BRIEF
Would you copy out only the lines from the one with "like [296, 16]." to the end of the records, exactly as they stand?
[RECORDS FOR THIS TASK Boundary: Start]
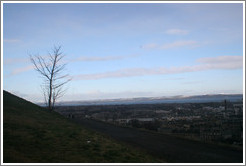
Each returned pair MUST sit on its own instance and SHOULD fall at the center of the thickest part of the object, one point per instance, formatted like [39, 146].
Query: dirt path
[170, 148]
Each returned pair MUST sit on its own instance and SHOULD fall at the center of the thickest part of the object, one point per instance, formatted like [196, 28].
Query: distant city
[214, 118]
[156, 100]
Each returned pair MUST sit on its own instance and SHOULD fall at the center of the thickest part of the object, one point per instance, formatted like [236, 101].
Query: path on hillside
[170, 148]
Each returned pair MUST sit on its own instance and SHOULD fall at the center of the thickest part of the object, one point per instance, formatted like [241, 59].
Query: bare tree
[51, 69]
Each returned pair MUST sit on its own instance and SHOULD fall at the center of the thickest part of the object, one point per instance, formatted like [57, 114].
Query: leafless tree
[51, 69]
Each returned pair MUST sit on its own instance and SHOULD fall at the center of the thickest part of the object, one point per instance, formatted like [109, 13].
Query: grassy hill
[31, 134]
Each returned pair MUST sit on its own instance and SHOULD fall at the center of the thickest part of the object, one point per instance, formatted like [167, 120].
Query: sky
[126, 50]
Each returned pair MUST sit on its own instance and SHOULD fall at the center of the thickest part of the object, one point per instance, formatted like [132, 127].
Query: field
[171, 148]
[31, 134]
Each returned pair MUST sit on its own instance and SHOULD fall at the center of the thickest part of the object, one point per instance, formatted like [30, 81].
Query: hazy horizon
[126, 50]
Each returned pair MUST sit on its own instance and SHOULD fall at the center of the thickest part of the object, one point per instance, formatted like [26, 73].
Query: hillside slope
[31, 134]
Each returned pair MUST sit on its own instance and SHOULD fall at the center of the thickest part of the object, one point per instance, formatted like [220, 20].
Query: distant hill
[158, 100]
[31, 134]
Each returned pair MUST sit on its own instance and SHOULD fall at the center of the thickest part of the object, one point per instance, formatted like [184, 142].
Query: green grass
[32, 134]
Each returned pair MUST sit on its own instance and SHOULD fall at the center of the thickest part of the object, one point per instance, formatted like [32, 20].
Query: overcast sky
[126, 50]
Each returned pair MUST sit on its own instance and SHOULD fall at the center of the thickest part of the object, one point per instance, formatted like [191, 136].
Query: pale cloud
[176, 44]
[150, 46]
[11, 40]
[103, 58]
[213, 63]
[180, 43]
[22, 69]
[176, 32]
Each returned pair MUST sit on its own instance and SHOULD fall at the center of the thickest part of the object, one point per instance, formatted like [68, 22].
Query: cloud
[22, 69]
[176, 44]
[181, 43]
[176, 32]
[213, 63]
[11, 40]
[223, 62]
[103, 58]
[150, 46]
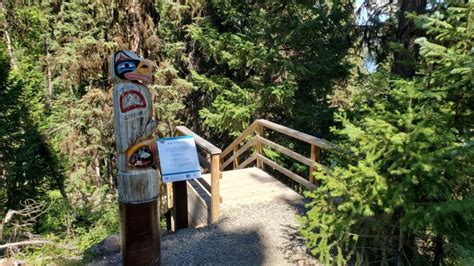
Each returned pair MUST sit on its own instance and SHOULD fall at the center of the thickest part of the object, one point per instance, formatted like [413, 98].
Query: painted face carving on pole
[138, 176]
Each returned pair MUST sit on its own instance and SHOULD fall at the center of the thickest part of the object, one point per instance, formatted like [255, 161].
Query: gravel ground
[258, 234]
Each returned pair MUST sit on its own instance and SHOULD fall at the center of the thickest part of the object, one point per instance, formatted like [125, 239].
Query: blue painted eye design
[126, 66]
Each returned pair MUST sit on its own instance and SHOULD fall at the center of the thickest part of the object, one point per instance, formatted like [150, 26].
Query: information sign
[178, 159]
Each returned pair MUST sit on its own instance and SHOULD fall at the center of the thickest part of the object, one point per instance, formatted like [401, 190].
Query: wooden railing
[254, 137]
[212, 166]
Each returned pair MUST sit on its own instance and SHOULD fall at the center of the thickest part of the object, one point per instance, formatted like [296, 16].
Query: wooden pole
[180, 200]
[259, 146]
[215, 197]
[314, 157]
[235, 162]
[138, 178]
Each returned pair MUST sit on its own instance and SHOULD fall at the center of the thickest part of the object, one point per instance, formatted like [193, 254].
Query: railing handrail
[RECORDS FOR THIS TASK Boundary: End]
EXERCISE RESULT
Each returned pair MUST sit on its own instance and SHOULD fall at the center of the thickest part of the object, one point per instance, formatted like [296, 16].
Query: wooden pole
[180, 200]
[259, 146]
[215, 197]
[314, 157]
[235, 162]
[138, 178]
Each returned pair MUST sit on its own instance and SHOULD fall at the center of the thickest part of the object, one point per instance, formatted like [193, 254].
Query: railing handrail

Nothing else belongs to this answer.